**DOCUMENT TEXT**:
==*==

- Peasant family, c. 1779, Private collection
- Born: 1704 Rome, Papal States
- Died: 28 July 1780 (aged 75–76) Rome, Papal States
- Education: Paolo Anesi
- Known for: Landscape art
- Style: Baroque

= Paolo Monaldi =

Italian painter (1710–1779)

Paolo Monaldi (1704 – 28 July 1780) was an Italian painter of the late-Baroque or Rococo style, known for painting Bambocciata, lively genre scenes of rustic and rural everyday life.

== Biography ==
Paolo Monaldi was born in Rome in 1704. According to Luigi Lanzi he trained with Andrea Locatelli, a specialist of landscape painting (vedute) active in Rome in the mid-18th century. Between 1765 and 1767, he worked under Paolo Anesi in the fresco decoration of the Villa Chigi, built by Cardinal Flavio Chigi along the Via Salaria in Rome. Monaldi contributed notably to pieces illustrating the myths of Diana and Endymion and Angelica and Medoro, set within a series of pastoral landscapes featuring lively popular genre scenes (bambocciate). Monaldi's rural scenes recall the work of Andrea Locatelli. Monaldi worked as a painter for the Rospigliosi family, creating several canvases and genre paintings (bambocciate) for them, including famous portraits of Prince Camillo Rospigliosi's racehorses (such as the horse Aquilino) and scenes like the Feast of Prince Rospigliosi at the Villa della Magliana. During the 1770s he participated in the decoration of Palazzo Barberini in Rome with a series of bambocciate. Monaldi died in Rome on 28 July 1780.

==*==

**DATA EXCERPT**:

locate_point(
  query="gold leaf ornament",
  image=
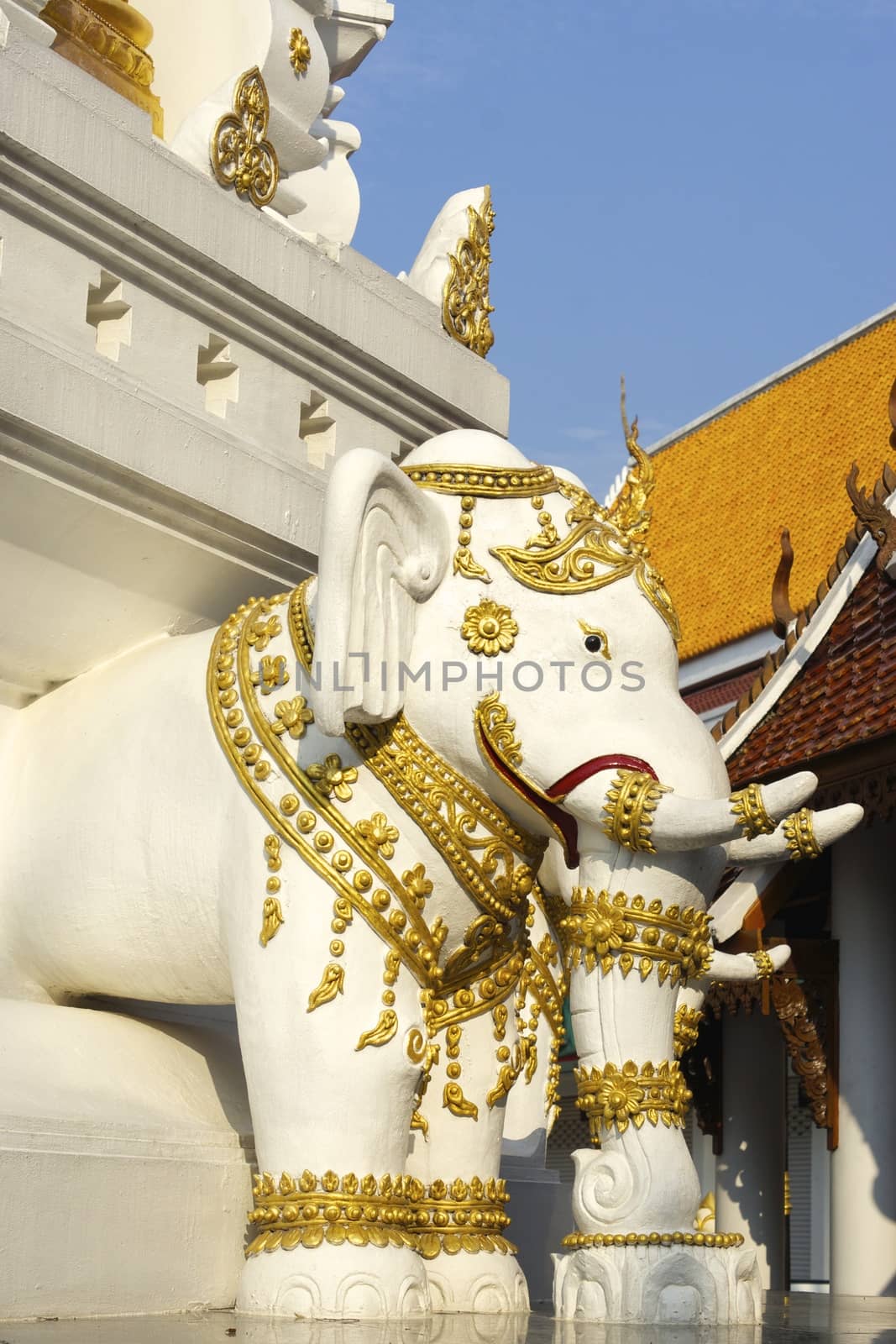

==*==

**STATED GOAL**: Write out everything in the text on Paolo Monaldi from "Italian painter (1710–1779)" down to "rural everyday life.", and switch "Rococo" to "Neoclassical".

**THE OUTPUT**:
Italian painter (1710–1779)

Paolo Monaldi (1704 – 28 July 1780) was an Italian painter of the late-Baroque or Neoclassical style, known for painting Bambocciata, lively genre scenes of rustic and rural everyday life.